What is required » Please write out the stretch of records from the line containing "Expected behaviour: for each instance of the shadow" through the end of the records, requests included, shifting every x and y coordinate in the answers up by 40.

Records from a point-labeling set
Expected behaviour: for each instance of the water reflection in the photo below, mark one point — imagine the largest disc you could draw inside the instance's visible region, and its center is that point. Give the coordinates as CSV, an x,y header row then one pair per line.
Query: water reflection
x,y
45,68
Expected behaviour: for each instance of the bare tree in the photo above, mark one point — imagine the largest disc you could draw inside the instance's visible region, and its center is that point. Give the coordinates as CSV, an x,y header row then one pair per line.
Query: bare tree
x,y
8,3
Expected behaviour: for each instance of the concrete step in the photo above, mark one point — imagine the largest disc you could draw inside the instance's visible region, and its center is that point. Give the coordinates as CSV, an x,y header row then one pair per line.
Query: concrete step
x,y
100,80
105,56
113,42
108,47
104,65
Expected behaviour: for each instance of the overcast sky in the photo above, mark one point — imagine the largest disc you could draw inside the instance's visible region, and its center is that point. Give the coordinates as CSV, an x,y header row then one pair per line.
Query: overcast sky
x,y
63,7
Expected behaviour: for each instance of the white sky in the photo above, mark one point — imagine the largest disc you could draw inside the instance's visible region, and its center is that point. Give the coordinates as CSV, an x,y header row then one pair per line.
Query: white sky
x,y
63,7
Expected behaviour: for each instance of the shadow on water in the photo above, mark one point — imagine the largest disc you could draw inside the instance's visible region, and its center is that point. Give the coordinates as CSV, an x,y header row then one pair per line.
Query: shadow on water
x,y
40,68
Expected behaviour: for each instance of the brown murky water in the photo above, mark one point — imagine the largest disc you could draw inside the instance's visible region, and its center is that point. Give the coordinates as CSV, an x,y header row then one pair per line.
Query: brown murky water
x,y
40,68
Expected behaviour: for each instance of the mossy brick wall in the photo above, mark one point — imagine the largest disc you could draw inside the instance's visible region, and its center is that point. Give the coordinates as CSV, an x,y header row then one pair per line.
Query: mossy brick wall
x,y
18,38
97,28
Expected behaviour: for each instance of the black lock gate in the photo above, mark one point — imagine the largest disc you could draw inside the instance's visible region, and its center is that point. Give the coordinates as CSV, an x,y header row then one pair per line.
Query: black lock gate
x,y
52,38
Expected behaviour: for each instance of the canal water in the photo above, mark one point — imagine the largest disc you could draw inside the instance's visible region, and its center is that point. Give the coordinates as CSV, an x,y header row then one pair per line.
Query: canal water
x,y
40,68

Problem solution »
Expected behaviour: for each instance of the shadow on water in the photo above, mark one point — imagine the largest disc you could draw inside the instance's visible region, and its center is that point. Give the coordinates as CSV, an x,y header row then one pair per line.
Query: shadow on water
x,y
80,108
Expected behaviour: for each instance of the brown murky water in the photo above, mark one point — imagine the largest disc you could draw inside the instance's visible region, and its center is that point. Give the coordinates as CSV, an x,y header row then one pair per line.
Query: brown murky water
x,y
80,108
Expected behaviour: for each instance of the mossy brick wall in the photo above, mark one point — imagine the largest disc you could draw inside the instance's visible region, and its center is that point. Give the coordinates as CSV, an x,y header row then one pair per line.
Query: mossy brick wall
x,y
58,78
137,68
Expected behaviour: for each instance of the black lock gate in the photo above, mark one point — imagine the largest disc you could draw inside the instance's visible region, and its center is that point. Give the coordinates as CSV, an x,y header row then one pair per line.
Query: black lock gate
x,y
92,78
Expected behaviour: for each instance of the canal water in the photo above, mark one point — imagine the largest disc you could draw inside the instance's visible region, and its center is that point. Give the coordinates as CSV, an x,y header row then one pair per line.
Query: canal water
x,y
80,108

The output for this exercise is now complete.